**SELECTED EXTRACT:**

※ ※ ※

Studio album by Drowning Pool
- Released: September 30, 2022
- Genre: Alternative metal
- Length: 37:12
- Label: T-Boy; UMe;
- Producer: Shawn McGee

Drowning Pool chronology
| Hellelujah (2016) | Strike a Nerve (2022) |  |

Singles from Strike a Nerve
- "Mind Right" Released: August 5, 2022; "Choke" Released: August 26, 2022; "A Devil More Damned" Released: September 24, 2022;

= Strike a Nerve =

Strike a Nerve is the seventh studio album by American rock band Drowning Pool. The album was released on September 30, 2022, by T-Boy and UMe. It is the final Drowning Pool album recorded with vocalist Jasen Moreno before his departure in 2023. The album was announced August 5 along with the release of lead single "Mind Right". Second single "Choke" was released August 26, and third single "A Devil More Damned" released September 24. Strike a Nerve is the first studio album from Drowning Pool since Hellelujah (2016), making it the longest gap between two studio albums. The album also marked the first time in the band's history that they had recorded three studio albums with the same singer, Jasen Moreno, who appeared on Hellelujah and its 2013 predecessor Resilience.

※ ※ ※

Region annotation entries:
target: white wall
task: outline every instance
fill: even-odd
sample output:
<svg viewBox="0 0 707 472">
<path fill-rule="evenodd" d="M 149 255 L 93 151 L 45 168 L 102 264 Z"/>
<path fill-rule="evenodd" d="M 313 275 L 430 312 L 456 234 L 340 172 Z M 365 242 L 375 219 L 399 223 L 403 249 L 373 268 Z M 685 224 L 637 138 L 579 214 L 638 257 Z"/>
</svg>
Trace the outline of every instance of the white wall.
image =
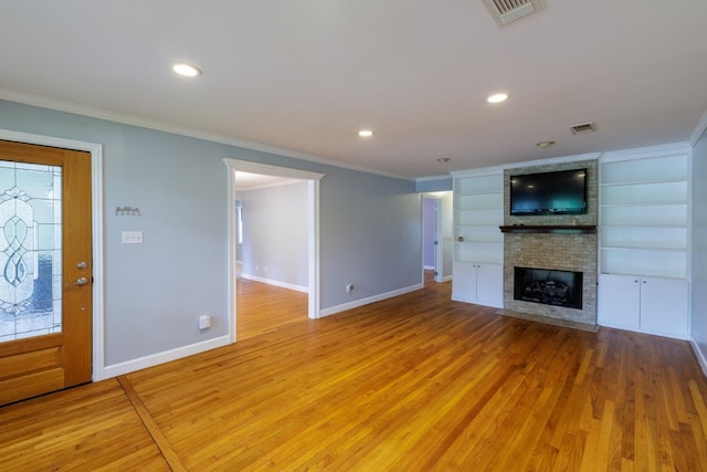
<svg viewBox="0 0 707 472">
<path fill-rule="evenodd" d="M 242 192 L 243 276 L 307 289 L 307 182 Z"/>
<path fill-rule="evenodd" d="M 690 329 L 707 374 L 707 133 L 693 149 L 693 284 Z"/>
</svg>

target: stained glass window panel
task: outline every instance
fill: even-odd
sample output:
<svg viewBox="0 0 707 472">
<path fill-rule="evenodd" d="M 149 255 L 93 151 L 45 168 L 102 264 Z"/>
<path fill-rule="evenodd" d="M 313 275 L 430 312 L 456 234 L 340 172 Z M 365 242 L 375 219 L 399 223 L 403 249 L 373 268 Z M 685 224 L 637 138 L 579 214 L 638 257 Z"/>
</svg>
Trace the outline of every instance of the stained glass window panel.
<svg viewBox="0 0 707 472">
<path fill-rule="evenodd" d="M 0 342 L 62 331 L 61 167 L 0 160 Z"/>
</svg>

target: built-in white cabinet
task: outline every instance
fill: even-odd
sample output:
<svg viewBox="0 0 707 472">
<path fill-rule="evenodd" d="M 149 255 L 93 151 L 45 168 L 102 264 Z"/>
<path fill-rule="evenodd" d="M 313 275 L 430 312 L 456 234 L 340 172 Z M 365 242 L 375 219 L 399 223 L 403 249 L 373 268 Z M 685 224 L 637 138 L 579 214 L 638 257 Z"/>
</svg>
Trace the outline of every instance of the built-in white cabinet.
<svg viewBox="0 0 707 472">
<path fill-rule="evenodd" d="M 454 265 L 452 298 L 457 302 L 503 307 L 504 266 L 456 262 Z"/>
<path fill-rule="evenodd" d="M 503 172 L 454 175 L 452 300 L 503 307 Z"/>
<path fill-rule="evenodd" d="M 600 324 L 687 336 L 689 168 L 686 146 L 600 162 Z"/>
<path fill-rule="evenodd" d="M 685 338 L 687 289 L 687 282 L 680 280 L 602 274 L 600 324 Z"/>
</svg>

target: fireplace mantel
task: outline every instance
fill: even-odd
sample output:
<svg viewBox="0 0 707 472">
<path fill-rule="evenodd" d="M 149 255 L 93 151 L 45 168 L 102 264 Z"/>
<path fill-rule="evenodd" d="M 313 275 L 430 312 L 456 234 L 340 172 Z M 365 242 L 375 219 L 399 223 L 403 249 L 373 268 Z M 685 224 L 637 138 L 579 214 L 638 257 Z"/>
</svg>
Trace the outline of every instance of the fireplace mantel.
<svg viewBox="0 0 707 472">
<path fill-rule="evenodd" d="M 513 224 L 498 227 L 504 233 L 594 234 L 595 224 Z"/>
</svg>

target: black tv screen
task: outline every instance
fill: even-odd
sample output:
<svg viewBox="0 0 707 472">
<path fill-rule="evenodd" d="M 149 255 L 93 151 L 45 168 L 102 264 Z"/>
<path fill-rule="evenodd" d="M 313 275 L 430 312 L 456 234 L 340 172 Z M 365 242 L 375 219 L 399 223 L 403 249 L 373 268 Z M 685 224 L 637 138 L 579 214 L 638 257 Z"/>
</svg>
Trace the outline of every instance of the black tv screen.
<svg viewBox="0 0 707 472">
<path fill-rule="evenodd" d="M 510 214 L 587 212 L 587 169 L 510 176 Z"/>
</svg>

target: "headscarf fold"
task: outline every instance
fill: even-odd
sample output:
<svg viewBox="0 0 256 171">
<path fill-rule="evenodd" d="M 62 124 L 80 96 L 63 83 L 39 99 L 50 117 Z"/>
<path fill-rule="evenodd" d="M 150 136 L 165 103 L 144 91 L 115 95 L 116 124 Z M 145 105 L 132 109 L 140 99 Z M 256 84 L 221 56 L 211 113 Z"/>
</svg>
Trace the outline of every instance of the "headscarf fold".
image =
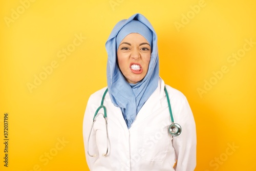
<svg viewBox="0 0 256 171">
<path fill-rule="evenodd" d="M 118 67 L 117 57 L 120 42 L 132 33 L 142 35 L 150 44 L 152 50 L 147 74 L 141 81 L 135 84 L 130 84 L 125 80 Z M 131 127 L 137 114 L 158 86 L 159 65 L 157 40 L 156 32 L 150 22 L 144 16 L 137 13 L 127 19 L 118 22 L 105 44 L 109 93 L 112 102 L 121 109 L 128 129 Z"/>
</svg>

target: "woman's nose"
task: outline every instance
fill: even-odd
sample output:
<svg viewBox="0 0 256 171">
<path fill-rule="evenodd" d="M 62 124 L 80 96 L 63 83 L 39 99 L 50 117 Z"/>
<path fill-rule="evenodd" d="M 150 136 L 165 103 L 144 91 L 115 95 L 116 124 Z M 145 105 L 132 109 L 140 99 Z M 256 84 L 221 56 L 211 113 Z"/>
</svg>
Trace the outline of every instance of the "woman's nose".
<svg viewBox="0 0 256 171">
<path fill-rule="evenodd" d="M 138 59 L 140 56 L 140 53 L 138 50 L 137 49 L 134 49 L 132 51 L 132 54 L 131 54 L 131 57 L 132 58 L 134 58 L 134 59 Z"/>
</svg>

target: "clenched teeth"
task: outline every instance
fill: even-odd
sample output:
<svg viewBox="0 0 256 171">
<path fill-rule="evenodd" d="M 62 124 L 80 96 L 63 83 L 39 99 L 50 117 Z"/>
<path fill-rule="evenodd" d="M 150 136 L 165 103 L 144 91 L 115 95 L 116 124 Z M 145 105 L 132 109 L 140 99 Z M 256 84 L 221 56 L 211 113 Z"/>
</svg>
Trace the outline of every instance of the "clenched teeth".
<svg viewBox="0 0 256 171">
<path fill-rule="evenodd" d="M 131 68 L 132 68 L 132 69 L 133 69 L 133 70 L 140 70 L 140 67 L 138 65 L 135 65 L 135 64 L 132 65 L 132 66 L 131 66 Z"/>
</svg>

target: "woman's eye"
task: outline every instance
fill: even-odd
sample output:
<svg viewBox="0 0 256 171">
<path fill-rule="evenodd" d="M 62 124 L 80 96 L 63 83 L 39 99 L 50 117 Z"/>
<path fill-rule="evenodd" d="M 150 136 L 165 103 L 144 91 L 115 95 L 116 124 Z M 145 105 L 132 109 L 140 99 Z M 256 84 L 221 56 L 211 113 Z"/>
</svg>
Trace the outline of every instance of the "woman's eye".
<svg viewBox="0 0 256 171">
<path fill-rule="evenodd" d="M 148 51 L 148 50 L 149 50 L 149 49 L 148 48 L 141 48 L 141 50 L 142 51 Z"/>
</svg>

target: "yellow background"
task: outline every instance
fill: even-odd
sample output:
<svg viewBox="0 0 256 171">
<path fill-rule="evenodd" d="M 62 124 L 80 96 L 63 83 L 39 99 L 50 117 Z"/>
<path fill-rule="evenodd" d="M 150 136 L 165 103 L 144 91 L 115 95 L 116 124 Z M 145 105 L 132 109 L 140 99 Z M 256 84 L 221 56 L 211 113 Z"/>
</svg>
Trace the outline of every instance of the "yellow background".
<svg viewBox="0 0 256 171">
<path fill-rule="evenodd" d="M 90 95 L 106 86 L 104 44 L 117 22 L 137 12 L 158 34 L 160 76 L 193 111 L 196 170 L 255 170 L 256 1 L 28 1 L 0 2 L 1 170 L 88 169 L 82 119 Z M 64 58 L 63 49 L 74 47 Z"/>
</svg>

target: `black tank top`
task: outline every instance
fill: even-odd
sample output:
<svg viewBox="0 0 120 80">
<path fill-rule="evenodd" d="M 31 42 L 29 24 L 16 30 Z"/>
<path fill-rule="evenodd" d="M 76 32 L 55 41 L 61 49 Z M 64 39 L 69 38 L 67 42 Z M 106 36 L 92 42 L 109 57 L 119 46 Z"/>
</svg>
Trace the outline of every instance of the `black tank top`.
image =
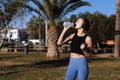
<svg viewBox="0 0 120 80">
<path fill-rule="evenodd" d="M 83 51 L 80 49 L 80 45 L 85 43 L 87 35 L 78 36 L 77 33 L 73 36 L 71 41 L 71 52 L 84 55 Z"/>
</svg>

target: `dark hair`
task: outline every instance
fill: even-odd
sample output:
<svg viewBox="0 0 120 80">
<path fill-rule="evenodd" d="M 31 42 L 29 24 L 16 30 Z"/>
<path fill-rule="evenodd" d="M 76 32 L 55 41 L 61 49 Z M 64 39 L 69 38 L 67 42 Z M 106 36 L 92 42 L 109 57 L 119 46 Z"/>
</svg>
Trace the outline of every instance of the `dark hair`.
<svg viewBox="0 0 120 80">
<path fill-rule="evenodd" d="M 82 28 L 85 30 L 85 31 L 88 31 L 89 28 L 90 28 L 90 22 L 87 18 L 82 18 L 83 19 L 83 24 L 82 24 Z"/>
</svg>

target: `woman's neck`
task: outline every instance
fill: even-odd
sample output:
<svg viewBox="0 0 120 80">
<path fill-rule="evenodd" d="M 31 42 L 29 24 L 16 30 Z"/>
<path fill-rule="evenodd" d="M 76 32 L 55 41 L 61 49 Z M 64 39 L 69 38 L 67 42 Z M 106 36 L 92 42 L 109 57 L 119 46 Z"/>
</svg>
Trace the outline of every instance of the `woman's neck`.
<svg viewBox="0 0 120 80">
<path fill-rule="evenodd" d="M 86 35 L 86 32 L 83 29 L 79 29 L 78 32 L 77 32 L 77 35 L 78 36 L 84 36 L 84 35 Z"/>
</svg>

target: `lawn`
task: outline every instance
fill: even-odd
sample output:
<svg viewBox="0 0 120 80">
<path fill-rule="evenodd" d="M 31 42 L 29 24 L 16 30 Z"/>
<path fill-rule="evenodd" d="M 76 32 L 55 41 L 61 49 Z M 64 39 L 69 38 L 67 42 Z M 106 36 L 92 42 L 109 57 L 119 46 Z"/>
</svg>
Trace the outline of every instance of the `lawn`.
<svg viewBox="0 0 120 80">
<path fill-rule="evenodd" d="M 46 58 L 46 53 L 0 53 L 0 80 L 64 80 L 69 54 Z M 120 58 L 93 57 L 88 80 L 120 80 Z"/>
</svg>

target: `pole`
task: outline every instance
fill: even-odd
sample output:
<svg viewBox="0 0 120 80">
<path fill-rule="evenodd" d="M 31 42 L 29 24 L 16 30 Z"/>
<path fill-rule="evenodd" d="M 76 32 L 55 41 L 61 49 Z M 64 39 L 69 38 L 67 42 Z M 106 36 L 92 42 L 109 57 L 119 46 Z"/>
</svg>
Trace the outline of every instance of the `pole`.
<svg viewBox="0 0 120 80">
<path fill-rule="evenodd" d="M 48 24 L 47 24 L 47 21 L 45 20 L 45 47 L 48 46 Z"/>
</svg>

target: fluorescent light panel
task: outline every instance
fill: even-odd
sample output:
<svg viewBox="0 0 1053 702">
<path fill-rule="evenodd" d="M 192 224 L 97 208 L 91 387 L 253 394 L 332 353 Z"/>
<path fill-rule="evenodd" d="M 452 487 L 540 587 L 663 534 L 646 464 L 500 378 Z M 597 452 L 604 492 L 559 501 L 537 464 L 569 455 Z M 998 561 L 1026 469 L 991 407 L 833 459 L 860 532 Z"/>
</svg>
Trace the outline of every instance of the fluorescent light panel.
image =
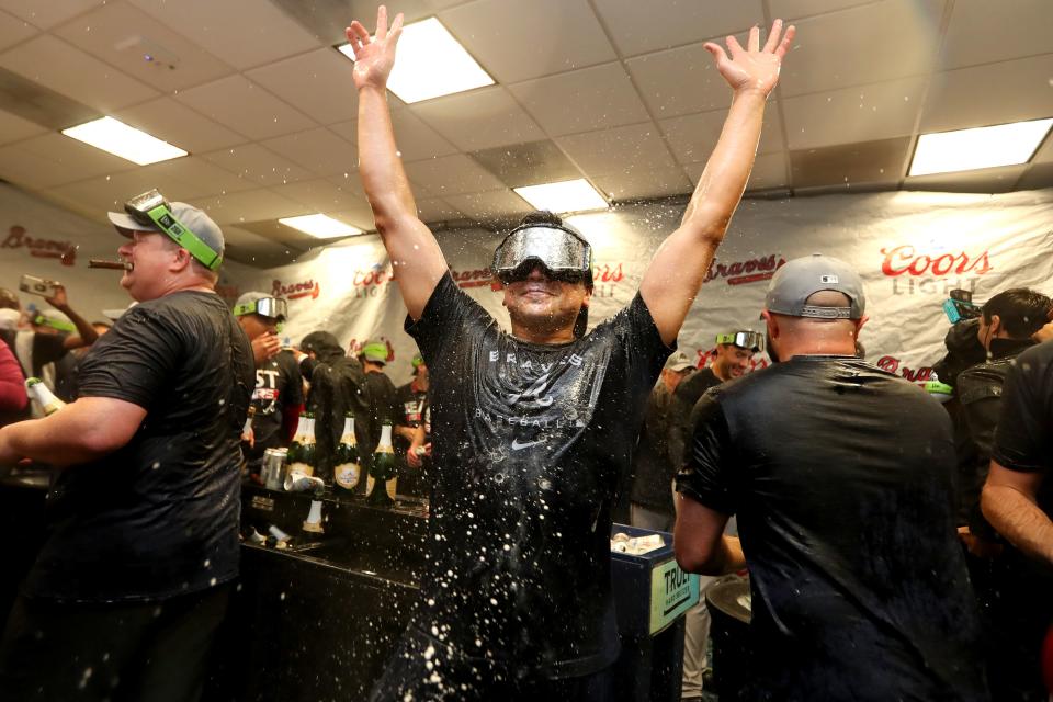
<svg viewBox="0 0 1053 702">
<path fill-rule="evenodd" d="M 353 234 L 362 234 L 362 229 L 322 214 L 284 217 L 279 219 L 279 222 L 286 227 L 298 229 L 318 239 L 332 239 L 335 237 L 348 237 Z"/>
<path fill-rule="evenodd" d="M 354 60 L 350 44 L 337 49 Z M 387 89 L 403 102 L 420 102 L 492 84 L 494 79 L 435 18 L 403 27 L 395 68 L 387 80 Z"/>
<path fill-rule="evenodd" d="M 589 184 L 589 181 L 582 178 L 558 183 L 526 185 L 513 190 L 535 208 L 547 210 L 557 214 L 607 210 L 609 206 L 603 196 Z"/>
<path fill-rule="evenodd" d="M 908 176 L 1027 163 L 1045 138 L 1051 124 L 1053 118 L 922 134 L 918 137 L 918 148 L 914 151 Z"/>
<path fill-rule="evenodd" d="M 86 122 L 76 127 L 63 129 L 63 134 L 139 166 L 186 156 L 183 149 L 150 136 L 146 132 L 129 127 L 113 117 Z"/>
</svg>

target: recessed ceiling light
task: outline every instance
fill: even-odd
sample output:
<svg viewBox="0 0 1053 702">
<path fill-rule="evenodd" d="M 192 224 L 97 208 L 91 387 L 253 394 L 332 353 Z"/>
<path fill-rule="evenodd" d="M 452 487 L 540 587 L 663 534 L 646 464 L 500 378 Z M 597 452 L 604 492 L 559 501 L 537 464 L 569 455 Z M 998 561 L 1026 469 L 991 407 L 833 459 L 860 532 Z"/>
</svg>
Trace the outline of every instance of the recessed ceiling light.
<svg viewBox="0 0 1053 702">
<path fill-rule="evenodd" d="M 150 136 L 146 132 L 129 127 L 113 117 L 86 122 L 76 127 L 63 129 L 63 134 L 139 166 L 186 156 L 183 149 Z"/>
<path fill-rule="evenodd" d="M 596 192 L 596 189 L 584 178 L 558 183 L 525 185 L 512 190 L 537 210 L 547 210 L 557 214 L 607 210 L 609 206 L 603 196 Z"/>
<path fill-rule="evenodd" d="M 337 49 L 354 60 L 350 44 Z M 387 89 L 403 102 L 420 102 L 492 84 L 494 79 L 435 18 L 403 27 L 398 58 L 387 79 Z"/>
<path fill-rule="evenodd" d="M 922 134 L 908 176 L 971 171 L 1027 163 L 1050 131 L 1050 120 Z"/>
<path fill-rule="evenodd" d="M 332 239 L 333 237 L 349 237 L 353 234 L 362 234 L 362 229 L 344 224 L 339 219 L 326 215 L 303 215 L 301 217 L 284 217 L 279 219 L 286 227 L 299 229 L 304 234 L 309 234 L 318 239 Z"/>
</svg>

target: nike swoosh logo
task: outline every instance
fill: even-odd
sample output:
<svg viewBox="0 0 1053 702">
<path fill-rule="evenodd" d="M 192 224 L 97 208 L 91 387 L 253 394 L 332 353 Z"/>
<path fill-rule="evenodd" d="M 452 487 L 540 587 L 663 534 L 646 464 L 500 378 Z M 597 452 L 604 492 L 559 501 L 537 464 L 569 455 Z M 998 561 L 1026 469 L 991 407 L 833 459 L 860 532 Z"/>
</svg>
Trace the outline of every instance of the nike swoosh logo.
<svg viewBox="0 0 1053 702">
<path fill-rule="evenodd" d="M 545 443 L 544 439 L 539 439 L 537 441 L 528 441 L 526 443 L 519 443 L 519 439 L 512 439 L 512 451 L 520 451 L 526 449 L 528 446 L 533 446 L 539 443 Z"/>
</svg>

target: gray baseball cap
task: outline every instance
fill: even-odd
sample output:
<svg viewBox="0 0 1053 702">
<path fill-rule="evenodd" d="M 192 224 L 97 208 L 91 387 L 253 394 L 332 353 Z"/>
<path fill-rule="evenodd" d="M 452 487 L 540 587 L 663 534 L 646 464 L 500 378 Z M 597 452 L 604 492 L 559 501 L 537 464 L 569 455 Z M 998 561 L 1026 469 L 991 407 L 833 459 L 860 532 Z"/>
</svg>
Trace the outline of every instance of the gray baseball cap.
<svg viewBox="0 0 1053 702">
<path fill-rule="evenodd" d="M 808 297 L 826 290 L 843 293 L 852 304 L 849 307 L 816 307 L 807 304 Z M 775 271 L 765 298 L 765 309 L 791 317 L 861 319 L 865 308 L 863 281 L 856 269 L 840 259 L 822 253 L 793 259 Z"/>
<path fill-rule="evenodd" d="M 172 215 L 179 219 L 184 227 L 193 231 L 210 249 L 223 256 L 225 244 L 223 230 L 219 228 L 219 225 L 212 220 L 212 217 L 206 215 L 203 210 L 188 205 L 184 202 L 173 202 L 170 203 L 170 205 Z M 157 231 L 165 234 L 156 224 L 143 224 L 141 222 L 137 222 L 132 215 L 123 212 L 109 212 L 106 215 L 117 231 L 126 237 L 131 237 L 133 231 Z M 193 253 L 193 251 L 191 251 L 191 253 Z"/>
</svg>

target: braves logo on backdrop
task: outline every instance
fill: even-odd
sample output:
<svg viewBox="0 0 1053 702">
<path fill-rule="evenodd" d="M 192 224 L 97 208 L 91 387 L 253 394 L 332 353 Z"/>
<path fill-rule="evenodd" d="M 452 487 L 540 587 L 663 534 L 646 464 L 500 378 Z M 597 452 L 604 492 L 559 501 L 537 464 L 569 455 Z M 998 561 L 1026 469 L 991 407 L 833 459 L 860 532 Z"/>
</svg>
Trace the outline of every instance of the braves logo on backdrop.
<svg viewBox="0 0 1053 702">
<path fill-rule="evenodd" d="M 990 251 L 921 251 L 909 244 L 881 249 L 881 272 L 892 279 L 894 295 L 975 291 L 981 275 L 994 270 Z"/>
<path fill-rule="evenodd" d="M 931 366 L 925 366 L 925 367 L 915 370 L 906 365 L 903 365 L 899 359 L 892 355 L 883 355 L 880 359 L 878 359 L 878 367 L 880 367 L 882 371 L 895 373 L 896 375 L 905 377 L 912 383 L 917 383 L 919 385 L 925 385 L 927 381 L 932 380 Z"/>
<path fill-rule="evenodd" d="M 299 281 L 288 285 L 276 280 L 271 286 L 271 295 L 286 299 L 299 299 L 302 297 L 317 299 L 319 294 L 321 294 L 321 283 L 314 280 Z"/>
<path fill-rule="evenodd" d="M 785 264 L 786 259 L 778 253 L 746 259 L 745 261 L 733 261 L 731 263 L 721 263 L 717 259 L 713 259 L 710 263 L 710 269 L 705 272 L 702 284 L 704 285 L 717 279 L 727 281 L 728 285 L 745 285 L 747 283 L 767 281 L 771 280 L 775 271 Z"/>
<path fill-rule="evenodd" d="M 63 265 L 72 265 L 77 262 L 77 247 L 69 241 L 34 238 L 25 233 L 25 227 L 13 225 L 8 229 L 8 237 L 0 241 L 0 249 L 26 249 L 30 256 L 42 259 L 58 259 Z"/>
</svg>

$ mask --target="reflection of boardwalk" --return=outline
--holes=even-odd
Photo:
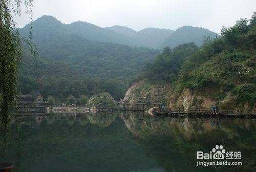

※ ※ ※

**CHALLENGES:**
1 > According to the Strike a Nerve article, which vocalist left Drowning Pool in 2023?
2 > Rewrite the Strike a Nerve article, beginning at "Strike a Nerve is the seventh" and stopping after "2013 predecessor Resilience.", with "seventh" swapped for "7th".
3 > Carry on the Strike a Nerve article from the point where it stops.

**EXERCISE RESULTS:**
1 > Jasen Moreno

2 >
Strike a Nerve is the 7th studio album by American rock band Drowning Pool. The album was released on September 30, 2022, by T-Boy and UMe. It is the final Drowning Pool album recorded with vocalist Jasen Moreno before his departure in 2023. The album was announced August 5 along with the release of lead single "Mind Right". Second single "Choke" was released August 26, and third single "A Devil More Damned" released September 24. Strike a Nerve is the first studio album from Drowning Pool since Hellelujah (2016), making it the longest gap between two studio albums. The album also marked the first time in the band's history that they had recorded three studio albums with the same singer, Jasen Moreno, who appeared on Hellelujah and its 2013 predecessor Resilience.

3 >
==Background==
In an interview with Loudwires Todd Fooks, vocalist Jasen Moreno explained that he was "hesitant to talk about the lyrical content. I'm being evasive because of cancel culture and all that. Let's just say... it was one of those occasions where I wanted to speak my mind on certain political feelings (that I had). I really hesitate to use the band as a political platform to push my agendas, I really shy away from that. (But) I was really frustrated with the world I was seeing around me."

==Critical reception==
Chad Childers of Loudwire stated with respect to lead single "Mind Right" that "The band comes out of the gate swinging with a full throttle rocker, featuring a prominent low groove, aggressive drumming and singer Jasen Moreno's in-your-face vocal about making sure you're all squared away".

Blabbermouth.net described the song as "a perfect re-introduction to the band for the 2020s", going on to say with respect to "Choke" that "the band doesn't let the addition of melody stop the track from being a metallic banger".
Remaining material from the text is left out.